### Exercise description:
From the passage on patient-reported symptoms and healthcare use, extract word for word the part that begins with the words containing "Depression, pain, and" and ends with "vs. absence) [25].".

### Text under study:

-=-=-=-=-

Depression, pain, and sleep symptoms were also assessed. Patient-reported experience of depression (“have you experienced depression in the past twelve months”), pain (“have you experienced pain in the past twelve months”), and insomnia (“did you experience insomnia or difficulty falling asleep, difficulty staying asleep, or waking up too early 2 times a week or more?”) in the past 12 months was assessed by presence or absence of the condition (0/1). Prevalence of pain, as assessed in the NHWS, has been shown to be consistent with other sources [24]. Insomnia, as assessed in the NHWS, has been validated against symptoms experienced by patients diagnosed with insomnia [18]. The Whooley depression screener was also used to assess the experience of depression (presence vs. absence) [25].

Patients reported on healthcare resource use, for their own medical condition: their number of traditional healthcare provider visits and whether or not they had visited the ER or were hospitalized for their own medical condition during the 6 months prior to the survey.

-=-=-=-=-

### Provided material:
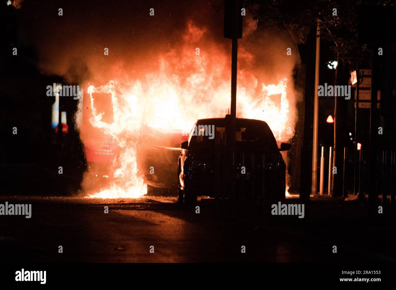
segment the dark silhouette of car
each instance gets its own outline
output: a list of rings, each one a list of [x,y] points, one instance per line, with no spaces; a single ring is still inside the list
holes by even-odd
[[[178,166],[179,203],[194,204],[200,195],[218,197],[216,192],[218,188],[215,186],[220,176],[223,175],[227,171],[224,169],[225,159],[219,156],[224,156],[226,150],[227,146],[224,144],[226,143],[229,123],[229,115],[225,118],[198,120],[188,140],[181,143]],[[242,169],[242,166],[246,164],[246,157],[250,156],[250,159],[255,158],[249,168],[255,172],[254,178],[259,178],[265,184],[263,187],[268,189],[263,190],[266,193],[263,198],[279,201],[285,198],[286,166],[280,151],[289,150],[291,145],[282,143],[278,148],[267,123],[253,119],[236,119],[235,140],[234,164],[236,179],[242,175],[244,178],[253,178],[249,176],[249,172],[240,174],[244,173]],[[260,158],[261,162],[258,162]],[[218,169],[221,167],[223,172],[219,174]],[[261,189],[253,187],[250,190],[256,194]]]

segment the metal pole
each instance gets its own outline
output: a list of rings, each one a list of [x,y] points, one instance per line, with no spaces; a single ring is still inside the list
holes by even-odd
[[[312,144],[312,184],[311,193],[318,193],[318,121],[319,118],[319,55],[320,50],[320,27],[318,19],[316,26],[316,48],[315,58],[315,93],[314,96],[314,133]]]
[[[395,152],[394,151],[390,152],[390,177],[389,178],[390,180],[390,205],[392,206],[394,205],[395,203],[395,193],[394,191],[394,187],[393,184],[394,183],[394,179],[393,178],[393,167],[394,167],[394,165],[395,163]]]
[[[232,9],[232,46],[231,65],[231,116],[230,123],[230,196],[233,203],[235,199],[235,172],[234,154],[235,142],[235,127],[236,116],[236,77],[238,54],[238,1],[233,2]]]
[[[323,194],[323,179],[324,174],[324,156],[323,154],[324,152],[324,147],[322,146],[322,155],[320,157],[320,181],[319,185],[319,194],[321,195]]]
[[[358,144],[358,120],[359,112],[359,61],[356,64],[356,108],[355,109],[355,146],[353,159],[353,195],[356,194],[356,146]]]
[[[377,191],[377,136],[378,135],[377,125],[377,53],[375,51],[376,45],[372,45],[371,52],[371,102],[370,110],[370,145],[369,147],[369,212],[373,214],[375,212],[375,204],[378,200]]]
[[[386,193],[385,191],[385,186],[384,182],[385,182],[385,170],[386,167],[386,152],[384,150],[382,152],[382,182],[381,184],[381,192],[382,198],[381,201],[383,205],[385,205],[386,201]]]
[[[360,150],[359,150],[359,183],[358,184],[358,193],[359,193],[359,197],[361,197],[362,198],[364,197],[363,195],[363,193],[360,192],[360,170],[362,163],[362,150],[363,149],[360,148]]]
[[[347,197],[348,194],[345,190],[345,160],[348,154],[348,148],[344,147],[344,168],[343,169],[343,197]]]
[[[333,148],[330,147],[330,151],[329,152],[329,184],[327,188],[327,194],[329,195],[331,194],[331,174],[332,171],[331,170],[331,165],[333,162],[331,161],[331,157],[333,155]]]

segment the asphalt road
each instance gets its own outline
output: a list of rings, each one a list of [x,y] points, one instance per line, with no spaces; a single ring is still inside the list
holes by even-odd
[[[0,197],[0,203],[6,201],[31,203],[32,209],[30,219],[0,216],[3,262],[379,262],[393,258],[367,252],[362,250],[364,247],[348,247],[350,242],[341,235],[337,242],[327,241],[327,233],[313,239],[304,229],[222,215],[214,210],[210,201],[198,203],[199,214],[194,207],[177,204],[171,197]],[[105,206],[109,207],[108,214],[104,212]],[[335,242],[339,243],[337,254],[332,252]],[[58,252],[59,246],[63,253]],[[154,253],[150,252],[151,246]],[[246,253],[241,252],[242,246]]]

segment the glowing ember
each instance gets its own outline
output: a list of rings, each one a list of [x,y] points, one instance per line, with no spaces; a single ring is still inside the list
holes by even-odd
[[[136,157],[143,125],[164,131],[189,130],[198,119],[224,118],[227,113],[230,94],[229,52],[206,39],[205,49],[197,55],[196,42],[206,33],[205,29],[190,23],[185,43],[177,49],[160,55],[158,66],[150,73],[134,80],[123,78],[97,87],[89,87],[89,123],[113,138],[120,148],[112,165],[111,184],[97,189],[89,197],[134,198],[146,194],[147,186]],[[241,47],[238,59],[249,63],[253,58]],[[289,118],[287,79],[269,85],[265,84],[263,79],[259,85],[257,78],[262,76],[255,77],[250,70],[238,70],[237,116],[265,121],[277,139],[288,140],[292,135],[286,134],[286,126],[293,128],[294,120]],[[95,97],[100,94],[111,96],[111,108],[106,113],[97,107]],[[83,106],[80,107],[82,109]],[[109,111],[113,115],[111,123],[102,120]],[[81,130],[83,135],[84,129]]]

-=-=-=-=-

### Task solution:
Depression, pain, and sleep symptoms were also assessed. Patient-reported experience of depression (“have you experienced depression in the past twelve months”), pain (“have you experienced pain in the past twelve months”), and insomnia (“did you experience insomnia or difficulty falling asleep, difficulty staying asleep, or waking up too early 2 times a week or more?”) in the past 12 months was assessed by presence or absence of the condition (0/1). Prevalence of pain, as assessed in the NHWS, has been shown to be consistent with other sources [24]. Insomnia, as assessed in the NHWS, has been validated against symptoms experienced by patients diagnosed with insomnia [18]. The Whooley depression screener was also used to assess the experience of depression (presence vs. absence) [25].